--- Source text Enclosed Below ---

Purpose of the Study:

  • To argue for the essential requirement of endogenous peptide-MHC complexes in T-cell activation.
  • To elucidate the distinct functional mechanisms of endogenous peptide-MHC complexes in CD4(+) versus CD8(+) T-cell stimulation.
  • To address the controversy surrounding the necessity and function of these complexes in T-cell responses.

Main Methods:

  • This is an Opinion article, presenting a theoretical argument based on existing literature.
  • It synthesizes and interprets published data on T-cell-antigen-presenting cell interactions.
  • No new experimental data were generated; it relies on critical review and analysis.

Main Results:

  • The article posits that endogenous peptide-MHC complexes are indispensable for initiating T-cell responses.
  • It proposes differential mechanisms of action for these complexes in CD4(+) and CD8(+) T cells.
  • This perspective highlights a previously underappreciated requirement for endogenous ligands in T-cell activation.

Conclusions:

  • Endogenous peptide-MHC complexes are necessary for T-cell stimulation.
  • Their function in TCR triggering differs significantly between CD4(+) and CD8(+) T cells.
  • This understanding has implications for T-cell immunology and potential therapeutic strategies.

--- End of Enclosed Source text ---

== Exercise tasks ==
[1] In the study summary on endogenous peptide-MHC complexes, quote the passage from "Purpose of the" up to and including "on existing literature.".
[2] Translate this sentence from the study summary into Spanish: "Endogenous peptide-MHC complexes are necessary for T-cell stimulation."

--- Supplied data Enclosed Below ---

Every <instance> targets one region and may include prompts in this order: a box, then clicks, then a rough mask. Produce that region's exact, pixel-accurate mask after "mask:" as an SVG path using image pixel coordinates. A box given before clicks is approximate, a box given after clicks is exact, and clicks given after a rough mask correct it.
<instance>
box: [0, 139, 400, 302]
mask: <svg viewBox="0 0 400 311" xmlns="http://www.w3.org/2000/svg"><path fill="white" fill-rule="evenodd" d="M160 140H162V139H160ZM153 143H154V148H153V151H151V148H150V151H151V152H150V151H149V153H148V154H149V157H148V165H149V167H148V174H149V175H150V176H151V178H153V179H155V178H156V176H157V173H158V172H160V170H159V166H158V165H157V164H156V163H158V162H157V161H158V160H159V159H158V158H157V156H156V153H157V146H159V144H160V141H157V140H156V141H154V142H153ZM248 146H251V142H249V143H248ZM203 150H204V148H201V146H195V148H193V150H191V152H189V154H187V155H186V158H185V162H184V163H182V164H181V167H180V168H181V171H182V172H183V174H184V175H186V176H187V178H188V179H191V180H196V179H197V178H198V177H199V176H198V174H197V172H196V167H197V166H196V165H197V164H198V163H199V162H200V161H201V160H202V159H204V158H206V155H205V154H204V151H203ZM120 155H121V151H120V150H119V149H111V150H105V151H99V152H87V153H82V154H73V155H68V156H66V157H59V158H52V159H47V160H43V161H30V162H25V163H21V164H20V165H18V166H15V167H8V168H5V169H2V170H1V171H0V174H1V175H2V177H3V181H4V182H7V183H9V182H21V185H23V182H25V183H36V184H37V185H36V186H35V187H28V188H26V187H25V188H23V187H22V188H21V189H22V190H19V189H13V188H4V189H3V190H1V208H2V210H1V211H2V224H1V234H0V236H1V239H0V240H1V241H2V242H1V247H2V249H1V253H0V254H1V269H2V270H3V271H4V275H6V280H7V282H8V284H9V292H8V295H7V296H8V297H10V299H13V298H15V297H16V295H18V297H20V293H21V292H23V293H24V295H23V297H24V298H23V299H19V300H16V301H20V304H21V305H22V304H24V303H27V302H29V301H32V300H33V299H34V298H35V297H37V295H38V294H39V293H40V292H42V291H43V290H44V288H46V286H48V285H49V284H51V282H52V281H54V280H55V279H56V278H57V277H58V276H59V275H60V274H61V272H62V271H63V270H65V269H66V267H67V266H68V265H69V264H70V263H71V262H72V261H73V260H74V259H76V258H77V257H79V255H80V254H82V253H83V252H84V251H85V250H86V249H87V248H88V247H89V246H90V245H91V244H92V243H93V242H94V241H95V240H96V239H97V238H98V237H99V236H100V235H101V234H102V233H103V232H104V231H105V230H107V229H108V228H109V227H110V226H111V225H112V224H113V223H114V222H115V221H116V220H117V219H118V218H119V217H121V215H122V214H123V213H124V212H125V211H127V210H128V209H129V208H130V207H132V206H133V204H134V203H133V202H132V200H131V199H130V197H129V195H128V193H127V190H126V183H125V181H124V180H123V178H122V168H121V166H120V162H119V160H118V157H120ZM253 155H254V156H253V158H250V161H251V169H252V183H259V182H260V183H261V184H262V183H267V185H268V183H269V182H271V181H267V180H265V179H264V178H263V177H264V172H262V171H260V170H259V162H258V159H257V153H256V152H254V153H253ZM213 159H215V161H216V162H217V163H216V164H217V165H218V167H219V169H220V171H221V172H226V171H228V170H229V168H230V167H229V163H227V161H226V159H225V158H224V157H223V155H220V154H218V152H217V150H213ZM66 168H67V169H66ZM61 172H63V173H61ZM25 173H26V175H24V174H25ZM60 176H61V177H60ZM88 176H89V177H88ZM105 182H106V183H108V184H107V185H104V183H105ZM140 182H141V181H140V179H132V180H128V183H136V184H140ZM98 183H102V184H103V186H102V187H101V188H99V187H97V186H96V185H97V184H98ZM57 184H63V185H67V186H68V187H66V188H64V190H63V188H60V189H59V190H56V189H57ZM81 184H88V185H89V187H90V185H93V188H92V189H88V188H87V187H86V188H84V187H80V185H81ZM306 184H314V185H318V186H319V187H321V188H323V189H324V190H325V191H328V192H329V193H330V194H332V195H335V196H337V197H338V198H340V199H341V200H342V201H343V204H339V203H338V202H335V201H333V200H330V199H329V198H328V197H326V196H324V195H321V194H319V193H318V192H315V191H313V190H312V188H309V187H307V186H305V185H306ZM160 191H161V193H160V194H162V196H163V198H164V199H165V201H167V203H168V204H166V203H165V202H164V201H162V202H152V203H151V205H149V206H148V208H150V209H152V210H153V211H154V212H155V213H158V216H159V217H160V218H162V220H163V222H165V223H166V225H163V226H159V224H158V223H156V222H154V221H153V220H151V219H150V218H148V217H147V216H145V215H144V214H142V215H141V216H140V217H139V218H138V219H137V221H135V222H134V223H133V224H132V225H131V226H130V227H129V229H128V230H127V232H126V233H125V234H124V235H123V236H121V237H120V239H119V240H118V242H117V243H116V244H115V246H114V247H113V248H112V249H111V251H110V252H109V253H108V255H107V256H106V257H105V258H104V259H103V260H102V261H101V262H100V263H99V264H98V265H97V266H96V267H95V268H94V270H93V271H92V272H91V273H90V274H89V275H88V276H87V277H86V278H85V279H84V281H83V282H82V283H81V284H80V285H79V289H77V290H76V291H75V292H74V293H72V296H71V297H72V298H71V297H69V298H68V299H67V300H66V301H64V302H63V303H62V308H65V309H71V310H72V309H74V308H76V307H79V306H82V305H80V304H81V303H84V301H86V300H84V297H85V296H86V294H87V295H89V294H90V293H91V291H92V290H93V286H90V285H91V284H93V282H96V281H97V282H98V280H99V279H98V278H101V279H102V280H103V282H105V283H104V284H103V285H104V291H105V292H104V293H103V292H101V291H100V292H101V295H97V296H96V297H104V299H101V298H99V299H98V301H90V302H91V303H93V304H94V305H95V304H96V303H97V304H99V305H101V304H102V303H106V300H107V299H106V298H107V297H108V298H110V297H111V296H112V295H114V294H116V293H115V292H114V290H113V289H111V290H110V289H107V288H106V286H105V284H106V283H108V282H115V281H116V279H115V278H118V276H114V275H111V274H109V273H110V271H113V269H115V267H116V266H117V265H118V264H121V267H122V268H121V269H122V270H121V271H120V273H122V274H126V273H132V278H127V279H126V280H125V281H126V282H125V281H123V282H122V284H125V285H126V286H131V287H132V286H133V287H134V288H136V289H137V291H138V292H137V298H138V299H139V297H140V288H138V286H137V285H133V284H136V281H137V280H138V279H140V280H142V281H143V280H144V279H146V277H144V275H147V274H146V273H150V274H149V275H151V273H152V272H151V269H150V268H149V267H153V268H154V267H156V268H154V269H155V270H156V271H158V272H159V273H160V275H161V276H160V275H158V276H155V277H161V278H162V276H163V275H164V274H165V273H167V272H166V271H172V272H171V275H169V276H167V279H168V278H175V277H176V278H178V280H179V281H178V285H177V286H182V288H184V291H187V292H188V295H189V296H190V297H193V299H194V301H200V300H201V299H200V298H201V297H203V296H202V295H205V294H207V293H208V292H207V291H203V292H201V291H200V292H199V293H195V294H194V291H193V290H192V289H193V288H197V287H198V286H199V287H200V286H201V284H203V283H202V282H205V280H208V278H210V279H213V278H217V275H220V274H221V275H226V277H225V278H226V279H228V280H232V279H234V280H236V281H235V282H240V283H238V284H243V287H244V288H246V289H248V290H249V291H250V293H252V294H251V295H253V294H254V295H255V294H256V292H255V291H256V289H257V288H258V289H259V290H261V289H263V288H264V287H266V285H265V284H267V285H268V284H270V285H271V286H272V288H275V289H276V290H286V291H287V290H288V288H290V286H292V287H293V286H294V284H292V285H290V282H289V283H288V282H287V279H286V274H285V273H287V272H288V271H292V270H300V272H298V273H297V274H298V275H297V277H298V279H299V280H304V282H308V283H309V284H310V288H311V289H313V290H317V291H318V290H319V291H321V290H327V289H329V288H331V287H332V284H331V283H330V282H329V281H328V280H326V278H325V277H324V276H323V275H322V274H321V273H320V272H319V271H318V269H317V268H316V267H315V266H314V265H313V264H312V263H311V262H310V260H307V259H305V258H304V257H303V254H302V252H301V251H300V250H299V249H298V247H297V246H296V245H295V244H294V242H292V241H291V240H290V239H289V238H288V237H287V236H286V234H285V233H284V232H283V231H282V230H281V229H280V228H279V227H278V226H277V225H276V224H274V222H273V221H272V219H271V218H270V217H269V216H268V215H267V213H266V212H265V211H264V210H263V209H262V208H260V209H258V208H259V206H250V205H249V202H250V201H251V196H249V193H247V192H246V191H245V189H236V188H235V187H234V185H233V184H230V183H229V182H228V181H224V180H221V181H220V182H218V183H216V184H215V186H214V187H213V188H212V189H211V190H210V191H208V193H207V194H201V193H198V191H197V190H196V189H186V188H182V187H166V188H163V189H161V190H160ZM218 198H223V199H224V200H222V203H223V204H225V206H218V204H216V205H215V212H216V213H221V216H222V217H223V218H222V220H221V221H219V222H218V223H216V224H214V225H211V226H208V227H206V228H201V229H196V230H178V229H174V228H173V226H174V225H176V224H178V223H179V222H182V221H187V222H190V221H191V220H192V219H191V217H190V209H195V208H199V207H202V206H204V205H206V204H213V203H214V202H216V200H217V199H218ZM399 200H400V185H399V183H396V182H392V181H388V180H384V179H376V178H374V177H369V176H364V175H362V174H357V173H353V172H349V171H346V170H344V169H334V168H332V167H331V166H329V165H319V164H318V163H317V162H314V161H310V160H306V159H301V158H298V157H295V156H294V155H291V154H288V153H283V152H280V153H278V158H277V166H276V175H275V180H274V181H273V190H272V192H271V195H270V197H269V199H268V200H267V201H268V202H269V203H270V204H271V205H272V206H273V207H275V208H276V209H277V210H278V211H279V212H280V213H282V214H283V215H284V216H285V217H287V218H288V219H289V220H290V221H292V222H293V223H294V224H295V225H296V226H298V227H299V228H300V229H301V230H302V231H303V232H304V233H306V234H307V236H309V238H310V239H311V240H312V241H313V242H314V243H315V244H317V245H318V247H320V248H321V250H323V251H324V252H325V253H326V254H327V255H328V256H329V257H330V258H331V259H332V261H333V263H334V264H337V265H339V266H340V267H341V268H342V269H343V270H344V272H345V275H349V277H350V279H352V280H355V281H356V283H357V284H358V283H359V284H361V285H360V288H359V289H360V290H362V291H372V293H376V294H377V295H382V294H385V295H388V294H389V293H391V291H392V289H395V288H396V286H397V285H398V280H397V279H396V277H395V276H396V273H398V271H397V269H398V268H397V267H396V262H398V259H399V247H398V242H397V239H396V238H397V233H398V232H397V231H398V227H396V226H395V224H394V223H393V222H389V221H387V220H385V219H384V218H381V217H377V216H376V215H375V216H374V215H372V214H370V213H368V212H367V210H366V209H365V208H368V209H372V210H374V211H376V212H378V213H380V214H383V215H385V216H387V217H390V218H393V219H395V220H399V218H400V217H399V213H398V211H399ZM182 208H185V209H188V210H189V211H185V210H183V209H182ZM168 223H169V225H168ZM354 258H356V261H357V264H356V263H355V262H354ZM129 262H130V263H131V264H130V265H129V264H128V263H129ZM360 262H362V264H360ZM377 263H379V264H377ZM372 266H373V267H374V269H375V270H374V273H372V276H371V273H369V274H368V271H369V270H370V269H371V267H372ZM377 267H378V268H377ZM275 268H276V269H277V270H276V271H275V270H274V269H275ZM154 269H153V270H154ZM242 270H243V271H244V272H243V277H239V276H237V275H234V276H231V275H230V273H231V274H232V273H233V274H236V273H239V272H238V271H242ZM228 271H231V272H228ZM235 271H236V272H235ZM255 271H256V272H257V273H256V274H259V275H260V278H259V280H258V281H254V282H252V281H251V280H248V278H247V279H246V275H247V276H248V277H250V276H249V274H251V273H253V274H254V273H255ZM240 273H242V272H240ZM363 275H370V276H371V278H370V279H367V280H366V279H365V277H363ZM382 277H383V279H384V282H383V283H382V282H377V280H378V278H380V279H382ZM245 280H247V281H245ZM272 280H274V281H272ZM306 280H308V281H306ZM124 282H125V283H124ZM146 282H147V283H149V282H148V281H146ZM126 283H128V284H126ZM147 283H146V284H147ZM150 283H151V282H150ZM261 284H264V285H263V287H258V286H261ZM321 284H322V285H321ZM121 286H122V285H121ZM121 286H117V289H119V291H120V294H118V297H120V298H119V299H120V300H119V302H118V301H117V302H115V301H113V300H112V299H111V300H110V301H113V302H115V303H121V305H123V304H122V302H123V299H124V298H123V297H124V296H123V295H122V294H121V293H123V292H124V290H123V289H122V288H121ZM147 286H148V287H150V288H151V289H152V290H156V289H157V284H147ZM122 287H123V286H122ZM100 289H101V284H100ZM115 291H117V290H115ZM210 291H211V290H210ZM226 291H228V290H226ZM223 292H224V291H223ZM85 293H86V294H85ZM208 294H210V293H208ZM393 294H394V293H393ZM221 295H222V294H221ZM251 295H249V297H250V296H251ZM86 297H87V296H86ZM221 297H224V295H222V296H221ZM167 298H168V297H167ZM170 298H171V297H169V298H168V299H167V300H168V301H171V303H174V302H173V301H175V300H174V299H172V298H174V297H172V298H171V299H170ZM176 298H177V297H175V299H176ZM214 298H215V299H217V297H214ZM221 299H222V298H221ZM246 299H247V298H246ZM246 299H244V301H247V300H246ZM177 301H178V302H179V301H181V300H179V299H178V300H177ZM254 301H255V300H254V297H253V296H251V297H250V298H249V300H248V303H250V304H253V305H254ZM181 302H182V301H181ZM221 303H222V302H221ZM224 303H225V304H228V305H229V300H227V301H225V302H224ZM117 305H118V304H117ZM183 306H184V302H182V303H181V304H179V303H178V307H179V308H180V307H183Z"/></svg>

--- End of Enclosed Supplied data ---

== Task answers ==
[1]
Purpose of the Study:

  • To argue for the essential requirement of endogenous peptide-MHC complexes in T-cell activation.
  • To elucidate the distinct functional mechanisms of endogenous peptide-MHC complexes in CD4(+) versus CD8(+) T-cell stimulation.
  • To address the controversy surrounding the necessity and function of these complexes in T-cell responses.

Main Methods:

  • This is an Opinion article, presenting a theoretical argument based on existing literature.

[2] Los complejos péptido-MHC endógenos son necesarios para la estimulación de las células T.